WORK TASK
According to the methods passage, the processed images from which set were used to estimate the ComBat parameters?

We detail the inclusion/exclusion criteria and a more detailed description of the cohort in the Supplement. The ethical committees of all hospitals had approved the study, conducted according to the Declaration of Helsinki. Furthermore, all participants and parents/legal guardians for adolescents under 16 had given written informed consent.

Collection and processing of baseline structural MRI data

We acquired a high-resolution structural image from each participant with a T1-weighted gradient-echo sequence with different devices (see Supplement for details). We used a voxel-based morphometry (VBM) pre-processing pipeline because we have previously found higher accuracy using VBM data26 (see Supplement for details).

Removal of the effects of the site

The effects of the site (e.g., differences in MRI data due to using different devices) might increase noise and confound the analyses. To remove them, we used a recently developed method to control for batch effects named ComBat, as several studies have shown its superiority to simply adding “site” as a covariate in the linear models27,28. We found the ComBat parameters (i.e., the MRI differences between sites) using the processed images from exclusively the training set (i.e., we did not use the test set to find the parameters). We then removed the effects of the site from the processed images of both the training and the test sets using these parameters. We must highlight again that the effects of the site were estimated only using individuals from the training set (i.e., not a single piece of information from the test set), thus preventing any information leak. We have previously modified the ComBat functions to allow this separate estimation and application of the ComBat parameters28.

We also controlled the effects of the site when estimating the model’s accuracy (see details later), which is important because the effects of the site might bias the accuracy even when researchers attempted to remove them during the creation of the machine-learning model29.

INFORMATION
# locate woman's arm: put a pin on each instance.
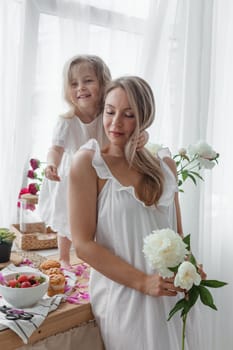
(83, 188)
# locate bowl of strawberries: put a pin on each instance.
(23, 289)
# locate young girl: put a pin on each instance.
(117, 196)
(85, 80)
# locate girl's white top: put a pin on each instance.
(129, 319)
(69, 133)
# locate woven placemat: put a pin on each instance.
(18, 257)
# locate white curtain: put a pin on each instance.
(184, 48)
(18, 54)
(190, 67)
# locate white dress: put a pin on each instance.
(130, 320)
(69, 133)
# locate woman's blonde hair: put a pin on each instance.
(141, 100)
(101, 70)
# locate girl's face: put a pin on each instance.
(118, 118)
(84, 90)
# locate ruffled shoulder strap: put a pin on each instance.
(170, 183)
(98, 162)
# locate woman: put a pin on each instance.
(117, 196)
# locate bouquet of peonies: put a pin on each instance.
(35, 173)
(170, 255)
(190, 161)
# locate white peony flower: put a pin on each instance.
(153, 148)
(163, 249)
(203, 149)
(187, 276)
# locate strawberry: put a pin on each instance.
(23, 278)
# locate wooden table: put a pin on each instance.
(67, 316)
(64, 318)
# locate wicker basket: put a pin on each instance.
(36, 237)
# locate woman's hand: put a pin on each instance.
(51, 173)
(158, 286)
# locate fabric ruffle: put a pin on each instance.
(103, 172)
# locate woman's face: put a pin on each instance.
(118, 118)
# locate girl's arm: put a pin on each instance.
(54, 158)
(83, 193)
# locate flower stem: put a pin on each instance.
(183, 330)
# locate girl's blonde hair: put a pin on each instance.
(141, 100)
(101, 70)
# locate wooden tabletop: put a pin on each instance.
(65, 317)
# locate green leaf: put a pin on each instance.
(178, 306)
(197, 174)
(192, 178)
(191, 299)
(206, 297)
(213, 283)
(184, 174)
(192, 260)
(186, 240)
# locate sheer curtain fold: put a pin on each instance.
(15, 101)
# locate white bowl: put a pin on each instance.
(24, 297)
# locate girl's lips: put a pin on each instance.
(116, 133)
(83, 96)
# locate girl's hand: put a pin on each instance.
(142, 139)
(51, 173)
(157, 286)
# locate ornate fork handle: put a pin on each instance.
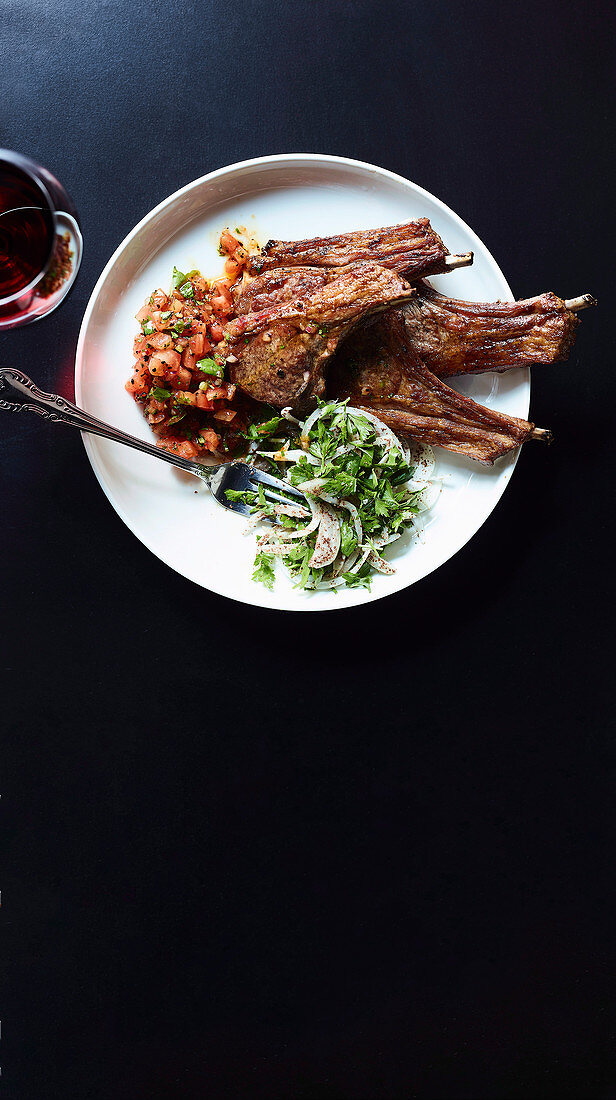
...
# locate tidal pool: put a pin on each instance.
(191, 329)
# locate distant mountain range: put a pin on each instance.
==
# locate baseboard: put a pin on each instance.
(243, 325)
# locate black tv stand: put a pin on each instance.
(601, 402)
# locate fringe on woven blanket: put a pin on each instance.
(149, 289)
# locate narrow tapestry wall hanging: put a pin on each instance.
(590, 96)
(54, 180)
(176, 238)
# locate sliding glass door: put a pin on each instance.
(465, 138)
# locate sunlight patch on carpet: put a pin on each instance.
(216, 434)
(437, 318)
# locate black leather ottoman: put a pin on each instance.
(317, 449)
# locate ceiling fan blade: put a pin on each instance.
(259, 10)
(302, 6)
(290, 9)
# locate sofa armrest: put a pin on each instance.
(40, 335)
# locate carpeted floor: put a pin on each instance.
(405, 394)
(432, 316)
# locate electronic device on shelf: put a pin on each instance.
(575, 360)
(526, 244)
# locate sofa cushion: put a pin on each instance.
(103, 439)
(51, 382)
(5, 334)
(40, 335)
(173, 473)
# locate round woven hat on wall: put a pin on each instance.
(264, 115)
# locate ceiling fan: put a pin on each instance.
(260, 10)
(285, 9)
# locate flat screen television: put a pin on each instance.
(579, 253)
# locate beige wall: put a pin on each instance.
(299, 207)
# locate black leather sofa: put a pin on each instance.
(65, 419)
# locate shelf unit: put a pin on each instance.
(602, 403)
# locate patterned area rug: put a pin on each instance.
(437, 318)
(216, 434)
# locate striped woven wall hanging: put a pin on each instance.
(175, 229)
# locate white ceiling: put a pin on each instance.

RESPONSE BOX
Only the training set; the test set was not used.